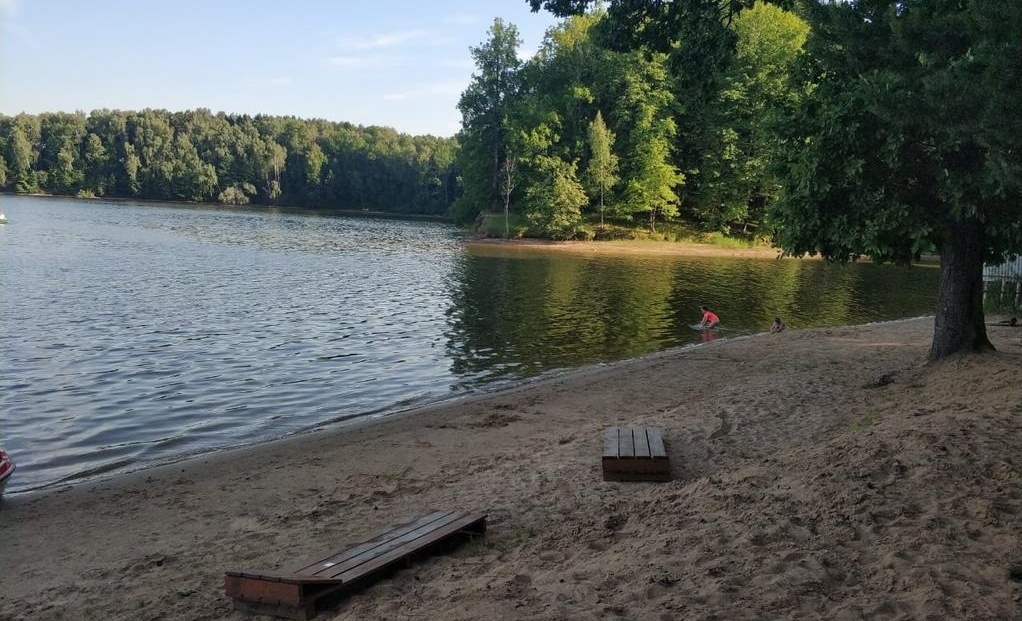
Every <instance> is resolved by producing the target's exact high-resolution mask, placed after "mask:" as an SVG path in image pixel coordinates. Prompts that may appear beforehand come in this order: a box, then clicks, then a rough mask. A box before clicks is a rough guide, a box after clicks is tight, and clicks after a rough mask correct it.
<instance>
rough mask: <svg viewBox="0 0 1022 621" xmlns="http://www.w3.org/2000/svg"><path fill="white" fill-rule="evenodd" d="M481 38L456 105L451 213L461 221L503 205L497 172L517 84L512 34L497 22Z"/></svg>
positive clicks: (507, 27)
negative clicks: (458, 155)
mask: <svg viewBox="0 0 1022 621" xmlns="http://www.w3.org/2000/svg"><path fill="white" fill-rule="evenodd" d="M487 34H489V36H490V38H489V39H487V40H486V41H485V42H484V43H483V44H482V45H480V46H479V47H474V48H471V52H472V59H473V60H474V61H475V67H476V71H475V73H474V74H473V75H472V81H471V82H470V83H469V85H468V88H467V89H466V90H465V92H464V93H462V95H461V98H460V99H459V101H458V109H459V110H460V111H461V115H462V123H461V125H462V130H461V133H459V135H458V142H459V144H460V145H461V152H460V153H459V157H458V162H459V168H460V169H461V175H462V184H463V187H464V194H463V195H462V196H461V197H460V199H459V200H458V203H457V204H456V205H455V207H454V213H455V216H456V217H457V218H458V219H459V220H461V221H463V222H470V221H471V220H472V219H473V218H475V216H476V213H478V212H479V211H481V210H486V209H492V208H496V207H497V206H498V205H503V204H504V201H503V199H502V197H501V195H502V192H501V187H502V183H501V178H502V174H501V171H502V168H503V166H504V165H505V160H506V159H507V156H508V154H507V141H508V134H509V131H510V130H509V128H508V120H509V116H510V114H511V106H512V105H513V104H514V102H515V98H516V97H517V95H518V90H519V83H520V76H519V71H520V68H521V61H520V60H518V46H519V45H521V40H520V39H519V38H518V29H516V28H515V27H514V25H512V23H505V22H504V20H503V19H501V18H500V17H498V18H496V19H494V22H493V25H492V26H491V27H490V31H489V33H487ZM505 172H506V169H505ZM505 177H506V175H505Z"/></svg>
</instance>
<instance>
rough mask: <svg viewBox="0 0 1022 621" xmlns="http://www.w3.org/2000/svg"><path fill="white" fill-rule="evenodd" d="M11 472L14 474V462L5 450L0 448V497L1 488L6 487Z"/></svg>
mask: <svg viewBox="0 0 1022 621" xmlns="http://www.w3.org/2000/svg"><path fill="white" fill-rule="evenodd" d="M12 474H14V462H12V461H11V459H10V457H9V456H8V455H7V453H6V452H4V451H3V450H0V498H2V497H3V490H4V489H5V488H6V487H7V481H9V480H10V475H12Z"/></svg>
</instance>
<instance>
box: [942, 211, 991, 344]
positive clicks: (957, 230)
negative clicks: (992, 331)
mask: <svg viewBox="0 0 1022 621" xmlns="http://www.w3.org/2000/svg"><path fill="white" fill-rule="evenodd" d="M983 237H984V230H983V225H982V224H981V223H980V222H979V221H978V220H975V219H970V220H968V221H966V222H964V223H961V224H960V225H959V226H957V227H955V229H954V231H953V232H951V233H950V235H949V236H948V237H947V239H945V240H944V242H943V243H942V244H941V246H940V284H939V286H938V289H937V317H936V321H935V322H934V324H933V344H932V345H931V346H930V360H936V359H940V357H944V356H946V355H950V354H953V353H958V352H969V351H985V350H992V349H993V345H992V344H990V340H989V339H988V338H987V337H986V325H985V324H984V318H983V251H984V240H983Z"/></svg>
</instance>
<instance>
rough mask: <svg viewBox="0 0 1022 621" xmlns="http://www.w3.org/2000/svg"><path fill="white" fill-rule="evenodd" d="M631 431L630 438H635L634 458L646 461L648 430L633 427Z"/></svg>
mask: <svg viewBox="0 0 1022 621" xmlns="http://www.w3.org/2000/svg"><path fill="white" fill-rule="evenodd" d="M631 431H632V437H633V438H635V439H634V441H635V445H636V457H637V458H643V459H647V460H648V459H649V458H650V451H649V436H648V431H649V428H648V427H646V428H643V427H633V428H632V429H631Z"/></svg>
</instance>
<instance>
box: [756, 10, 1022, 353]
mask: <svg viewBox="0 0 1022 621" xmlns="http://www.w3.org/2000/svg"><path fill="white" fill-rule="evenodd" d="M809 14H810V16H811V18H812V21H814V34H812V36H810V38H809V43H808V46H807V61H806V62H805V63H804V68H803V71H804V73H803V77H804V82H805V91H806V100H805V103H804V105H802V106H800V108H799V111H798V113H797V114H796V115H795V116H794V117H793V118H792V120H791V123H790V127H789V138H788V141H787V143H786V144H787V158H786V161H785V166H784V179H785V182H784V193H783V195H782V199H781V200H780V201H779V202H778V203H777V204H776V205H775V206H774V208H773V209H772V217H773V220H774V223H775V224H776V227H777V228H776V240H777V241H778V242H779V243H780V244H781V245H782V247H784V249H785V250H786V251H788V252H790V253H793V254H801V253H805V252H809V253H818V252H819V253H821V254H823V255H824V256H827V257H831V258H835V259H839V260H846V259H854V258H856V257H858V256H862V255H868V256H870V257H872V258H873V259H875V260H889V261H895V262H901V264H908V262H910V261H912V260H913V259H915V258H918V257H919V256H920V254H921V253H923V252H928V251H931V250H932V249H934V248H936V249H937V250H938V252H939V253H940V256H941V278H940V288H939V291H938V293H937V297H938V300H937V305H936V306H937V315H936V320H935V329H934V339H933V343H932V346H931V350H930V355H931V357H942V356H944V355H948V354H951V353H956V352H959V351H970V350H971V351H977V350H984V349H988V348H990V343H989V341H988V340H987V338H986V332H985V328H984V321H983V305H982V267H983V261H984V260H997V259H1000V258H1002V257H1003V256H1004V255H1005V254H1006V253H1009V252H1018V251H1019V250H1020V249H1022V209H1019V204H1020V202H1022V175H1020V173H1022V152H1020V150H1019V149H1018V144H1019V143H1020V141H1022V95H1020V93H1019V91H1018V89H1015V88H1010V87H1008V86H1006V85H1012V84H1015V83H1016V82H1017V81H1018V80H1019V78H1022V62H1019V60H1020V59H1022V4H1019V3H1015V2H1000V1H997V0H976V1H974V2H965V3H959V2H921V1H915V2H895V1H893V0H889V1H882V2H869V3H867V2H850V3H836V4H829V3H827V4H819V5H815V6H814V10H812V11H811V12H810V13H809Z"/></svg>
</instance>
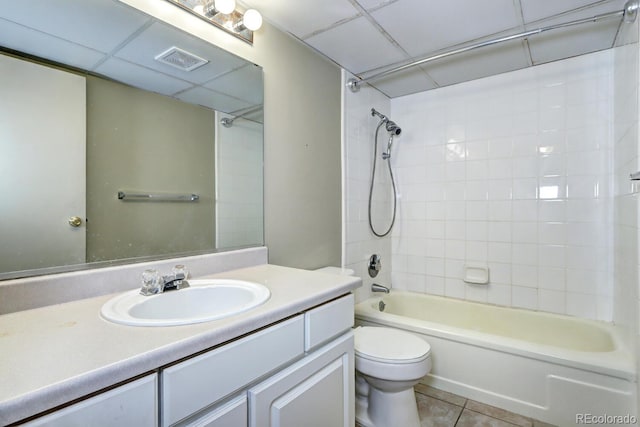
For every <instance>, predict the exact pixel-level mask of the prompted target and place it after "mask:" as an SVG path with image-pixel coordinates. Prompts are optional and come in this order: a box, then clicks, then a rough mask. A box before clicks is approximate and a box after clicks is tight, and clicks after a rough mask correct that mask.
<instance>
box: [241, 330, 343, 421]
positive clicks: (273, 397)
mask: <svg viewBox="0 0 640 427" xmlns="http://www.w3.org/2000/svg"><path fill="white" fill-rule="evenodd" d="M353 383H354V364H353V333H352V332H351V331H349V332H347V333H346V334H345V335H343V336H342V337H340V338H338V339H336V340H335V341H333V342H331V343H330V344H328V345H326V346H324V347H321V348H320V349H318V350H317V351H315V352H314V353H311V354H310V355H308V356H307V357H305V358H304V359H302V360H301V361H299V362H297V363H295V364H294V365H292V366H290V367H289V368H287V369H285V370H284V371H281V372H280V373H278V374H276V375H274V376H273V377H271V378H269V379H268V380H266V381H264V382H263V383H261V384H258V385H257V386H255V387H254V388H252V389H250V390H249V426H251V427H266V426H269V427H298V426H305V427H327V426H332V427H333V426H336V427H337V426H344V427H348V426H352V425H353V423H354V401H353V393H354V388H353V387H354V385H353Z"/></svg>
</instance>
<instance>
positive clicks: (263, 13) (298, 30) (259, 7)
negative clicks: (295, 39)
mask: <svg viewBox="0 0 640 427" xmlns="http://www.w3.org/2000/svg"><path fill="white" fill-rule="evenodd" d="M243 3H244V4H246V5H247V6H249V7H253V8H256V9H258V10H259V11H260V12H261V13H262V14H263V15H264V16H269V17H270V21H271V22H273V23H274V24H275V25H276V26H278V27H280V28H282V29H286V31H289V32H290V33H292V34H294V35H296V36H297V37H299V38H304V37H305V36H308V35H310V34H312V33H314V32H315V31H318V30H321V29H325V28H328V27H330V26H332V25H333V24H335V23H337V22H340V21H342V20H344V19H347V18H353V17H355V16H357V15H358V11H357V10H356V8H354V7H353V6H352V5H351V3H350V2H349V1H348V0H332V1H318V0H296V1H295V2H291V1H286V0H274V1H266V2H265V1H260V0H248V1H243Z"/></svg>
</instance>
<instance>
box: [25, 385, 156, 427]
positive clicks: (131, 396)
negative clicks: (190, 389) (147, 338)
mask: <svg viewBox="0 0 640 427" xmlns="http://www.w3.org/2000/svg"><path fill="white" fill-rule="evenodd" d="M157 397H158V375H157V374H151V375H147V376H146V377H143V378H140V379H138V380H135V381H132V382H130V383H127V384H125V385H122V386H119V387H116V388H113V389H111V390H109V391H106V392H104V393H101V394H98V395H96V396H93V397H91V398H89V399H86V400H83V401H81V402H78V403H75V404H73V405H70V406H67V407H66V408H63V409H60V410H58V411H55V412H52V413H50V414H48V415H45V416H42V417H40V418H36V419H35V420H33V421H31V422H28V423H26V424H24V425H25V426H29V427H33V426H47V427H57V426H59V427H76V426H77V427H85V426H95V427H101V426H103V427H112V426H136V427H146V426H148V427H154V426H157V425H158V403H157V402H158V399H157Z"/></svg>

*YOUR OBJECTIVE:*
Repeat the records above exactly, from the first line through the line containing "positive clicks: (507, 27)", and leave out the pictures.

*RESPONSE BELOW:*
Every <instance> is resolved by producing the target's exact high-resolution mask, placed after "mask:" as an SVG path in image pixel coordinates. Prompts that may appear beforehand come in this order: a box, then clicks, then a rough mask. A box before clicks is a rough guide, a box after clicks is tight, and clicks after a rough mask correct it.
<instance>
rough mask: <svg viewBox="0 0 1022 621" xmlns="http://www.w3.org/2000/svg"><path fill="white" fill-rule="evenodd" d="M481 38L456 105L451 213L461 221L503 205L497 172L517 84L512 34L497 22Z"/></svg>
positive clicks: (507, 27)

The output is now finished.